Exercise brief:
Please report, copied in full, each line below that contains the word "roadside".

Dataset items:
——

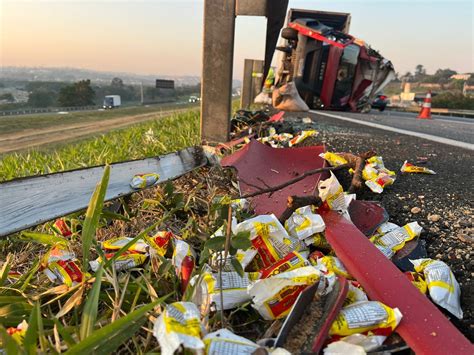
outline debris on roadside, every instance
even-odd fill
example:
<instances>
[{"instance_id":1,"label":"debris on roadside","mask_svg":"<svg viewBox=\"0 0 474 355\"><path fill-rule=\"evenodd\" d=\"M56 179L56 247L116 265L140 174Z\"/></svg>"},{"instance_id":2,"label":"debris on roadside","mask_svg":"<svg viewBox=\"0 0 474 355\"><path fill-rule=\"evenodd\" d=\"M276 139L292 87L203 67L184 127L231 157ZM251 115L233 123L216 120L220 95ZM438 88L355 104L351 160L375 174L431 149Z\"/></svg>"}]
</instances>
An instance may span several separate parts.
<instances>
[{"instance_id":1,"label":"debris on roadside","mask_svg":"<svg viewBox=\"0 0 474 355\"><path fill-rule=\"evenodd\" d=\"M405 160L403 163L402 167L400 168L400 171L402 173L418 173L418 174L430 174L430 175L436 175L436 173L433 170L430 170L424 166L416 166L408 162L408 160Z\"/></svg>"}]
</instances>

——

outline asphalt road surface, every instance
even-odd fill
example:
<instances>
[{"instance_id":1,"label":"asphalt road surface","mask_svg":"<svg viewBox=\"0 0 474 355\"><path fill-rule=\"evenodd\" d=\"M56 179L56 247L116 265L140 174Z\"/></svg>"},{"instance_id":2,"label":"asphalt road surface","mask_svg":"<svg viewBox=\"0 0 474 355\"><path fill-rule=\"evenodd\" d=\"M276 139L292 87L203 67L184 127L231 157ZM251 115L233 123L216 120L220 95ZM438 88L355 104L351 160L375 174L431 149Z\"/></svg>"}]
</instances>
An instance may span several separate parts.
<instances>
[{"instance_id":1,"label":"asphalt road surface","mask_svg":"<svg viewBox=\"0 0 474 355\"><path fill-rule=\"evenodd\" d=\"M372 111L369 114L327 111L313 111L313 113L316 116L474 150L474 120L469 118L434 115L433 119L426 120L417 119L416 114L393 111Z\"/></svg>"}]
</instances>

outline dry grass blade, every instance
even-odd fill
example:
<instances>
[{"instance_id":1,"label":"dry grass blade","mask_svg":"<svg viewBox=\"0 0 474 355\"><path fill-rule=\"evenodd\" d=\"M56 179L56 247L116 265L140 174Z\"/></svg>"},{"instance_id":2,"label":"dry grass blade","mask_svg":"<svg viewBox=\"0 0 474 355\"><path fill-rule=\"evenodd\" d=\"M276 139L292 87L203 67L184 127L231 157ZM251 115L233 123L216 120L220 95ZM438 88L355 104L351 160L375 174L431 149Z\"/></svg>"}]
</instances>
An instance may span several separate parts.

——

Solution for this task:
outline debris on roadside, every instance
[{"instance_id":1,"label":"debris on roadside","mask_svg":"<svg viewBox=\"0 0 474 355\"><path fill-rule=\"evenodd\" d=\"M56 179L56 247L116 265L140 174Z\"/></svg>"},{"instance_id":2,"label":"debris on roadside","mask_svg":"<svg viewBox=\"0 0 474 355\"><path fill-rule=\"evenodd\" d=\"M276 139L292 87L203 67L184 127L231 157ZM251 115L233 123L216 120L220 95ZM438 88L355 104L351 160L375 174L431 149Z\"/></svg>"}]
[{"instance_id":1,"label":"debris on roadside","mask_svg":"<svg viewBox=\"0 0 474 355\"><path fill-rule=\"evenodd\" d=\"M405 160L403 163L402 167L400 168L400 171L402 173L418 173L418 174L430 174L430 175L436 175L436 173L433 170L430 170L424 166L416 166L408 162L408 160Z\"/></svg>"}]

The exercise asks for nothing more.